Extract to read:

Attorneys at Sabo & Zahn

Werner Sabo


  • Werner Sabo is a partner at the construction law firm of Sabo & Zahn in Chicago. He is also a licensed architect, having practiced architecture for a number of years prior to establishing his law practice in 1981. He is a member of the AIA and CSI, has been an officer and director of the Chicago Chapter AIA, President of the Chicago Chapter, Construction Specifications Institute, and writes a monthly construction law column for The Construction Specifier. He is also a founding member of the Society of Illinois Construction Attorneys. In 1997, the AIA elected him to the College of Fellows. His book, Legal Guide to AIA Documents, published by Aspen Publishing, is in its fourth edition. Mr. Sabo is also a construction arbitrator and mediator for the American Arbitration Association and is admitted to the federal trial bar.

James K. Zahn


  • James K. Zahn is a licensed architect and attorney in the State of Illinois. He is a partner in the law firm of Sabo & Zahn, concentrating in construction law and representing owners, contractors, architects, developers, engineers and other parties in the construction process. He received a Bachelor of Architecture from the University of Illinois and his JD from Chicago-Kent College of Law. Mr. Zahn is a member of the American, Illinois and Chicago bar associations, American Institute of Architects, Association of Licensed Architects, Construction Specifications Institute and has NCARB Certification. He was a past president of the Illinois Council of the American Institute of Architects and is a Fellow of both the American Institute of Architects and the Association of Licensed Architects. He is currently a resource member of the AIA National Documents Committee.

What you need to do:
1) List the types of parties in the construction process that James K. Zahn represents, according to the Sabo & Zahn attorney profiles.
2) Continue the Sabo & Zahn attorney profiles from where they stop.

Data lines:
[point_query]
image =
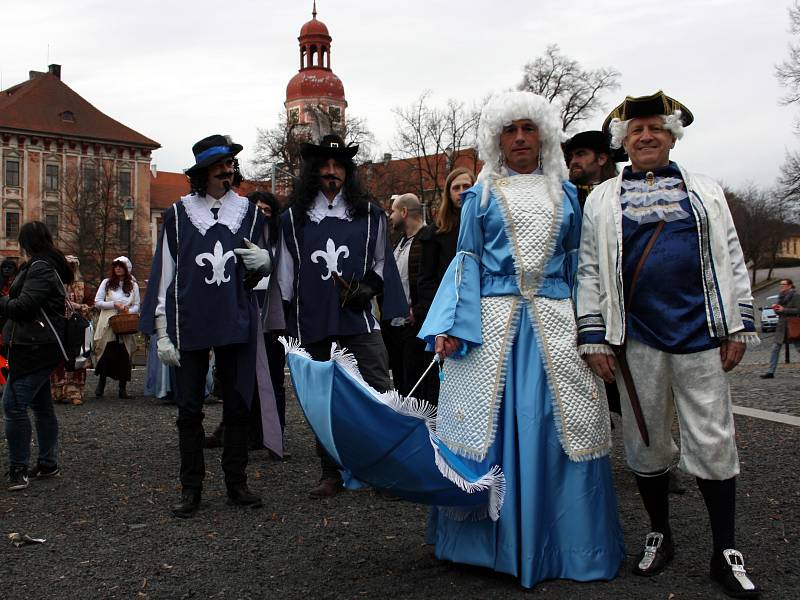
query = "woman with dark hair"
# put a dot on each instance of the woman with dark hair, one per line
(35, 312)
(67, 387)
(118, 294)
(438, 249)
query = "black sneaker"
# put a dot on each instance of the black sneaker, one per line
(17, 478)
(41, 471)
(657, 554)
(728, 570)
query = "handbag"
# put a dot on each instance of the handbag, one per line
(74, 333)
(793, 329)
(124, 323)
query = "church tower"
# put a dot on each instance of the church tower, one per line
(315, 88)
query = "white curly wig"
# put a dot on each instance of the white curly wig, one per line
(501, 110)
(619, 129)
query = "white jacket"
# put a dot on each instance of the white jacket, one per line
(726, 286)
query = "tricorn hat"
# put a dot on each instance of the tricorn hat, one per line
(647, 106)
(212, 149)
(331, 146)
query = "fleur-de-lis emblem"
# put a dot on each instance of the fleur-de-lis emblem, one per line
(218, 260)
(331, 257)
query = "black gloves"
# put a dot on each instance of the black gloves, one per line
(359, 296)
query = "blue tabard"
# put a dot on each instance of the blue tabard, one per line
(320, 249)
(213, 307)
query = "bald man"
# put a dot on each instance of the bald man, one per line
(400, 335)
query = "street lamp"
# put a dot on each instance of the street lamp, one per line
(128, 211)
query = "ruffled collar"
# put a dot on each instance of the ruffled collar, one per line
(653, 196)
(232, 211)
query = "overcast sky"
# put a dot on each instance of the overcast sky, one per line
(178, 71)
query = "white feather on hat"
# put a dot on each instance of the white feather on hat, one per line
(126, 261)
(501, 110)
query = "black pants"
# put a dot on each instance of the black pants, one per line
(373, 363)
(191, 378)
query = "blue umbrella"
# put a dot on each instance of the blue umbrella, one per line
(387, 441)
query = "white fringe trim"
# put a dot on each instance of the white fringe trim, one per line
(749, 338)
(494, 480)
(585, 349)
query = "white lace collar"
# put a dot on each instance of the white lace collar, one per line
(232, 211)
(319, 209)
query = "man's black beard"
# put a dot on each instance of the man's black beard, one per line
(331, 184)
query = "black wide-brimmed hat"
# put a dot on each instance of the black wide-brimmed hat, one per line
(647, 106)
(331, 146)
(212, 149)
(596, 141)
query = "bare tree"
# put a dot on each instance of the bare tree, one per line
(558, 77)
(789, 185)
(92, 217)
(762, 224)
(788, 71)
(432, 138)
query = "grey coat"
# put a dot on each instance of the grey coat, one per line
(791, 308)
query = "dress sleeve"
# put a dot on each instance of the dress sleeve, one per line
(136, 300)
(456, 308)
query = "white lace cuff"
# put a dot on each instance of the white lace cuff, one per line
(585, 349)
(750, 338)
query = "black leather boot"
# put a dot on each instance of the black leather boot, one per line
(101, 387)
(123, 393)
(187, 506)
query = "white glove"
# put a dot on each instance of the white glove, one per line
(167, 352)
(255, 259)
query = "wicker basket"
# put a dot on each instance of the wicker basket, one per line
(124, 323)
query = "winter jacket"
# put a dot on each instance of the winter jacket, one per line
(35, 288)
(791, 308)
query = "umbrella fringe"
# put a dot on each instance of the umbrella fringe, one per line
(411, 407)
(292, 346)
(493, 480)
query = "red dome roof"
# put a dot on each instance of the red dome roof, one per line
(314, 82)
(314, 27)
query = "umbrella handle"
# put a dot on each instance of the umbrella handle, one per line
(435, 360)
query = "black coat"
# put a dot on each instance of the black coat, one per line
(438, 251)
(35, 288)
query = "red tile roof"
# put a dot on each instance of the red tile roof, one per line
(38, 106)
(167, 188)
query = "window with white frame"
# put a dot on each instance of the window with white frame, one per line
(12, 172)
(51, 178)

Answers below:
1) Owners, contractors, architects, developers, and engineers

2)
Shawn Goodman


  • Shawn E. Goodman is a partner with Sabo & Zahn. He concentrates in litigation of all types. A graduate of the Northwestern University School of Law, he was admitted to the bar 1993. Since that time, he has practiced before local and outlying circuit courts, U.S. District Court, and various administrative tribunals. He has acted on behalf of a variety of clients including small to mid-sized businesses and individuals. He has handled all facets of litigation from pleading to motion practice to discovery to trial. The cases with which he has been involved are varied and wide-ranging and include personal injury, breach of contract, criminal defense, commercial disputes, and consumer fraud. He has represented both plaintiffs and defendants and has practiced before juries as well as judges. Mr. Goodman has also worked on appeals and has assisted in the drafting of appellate briefs.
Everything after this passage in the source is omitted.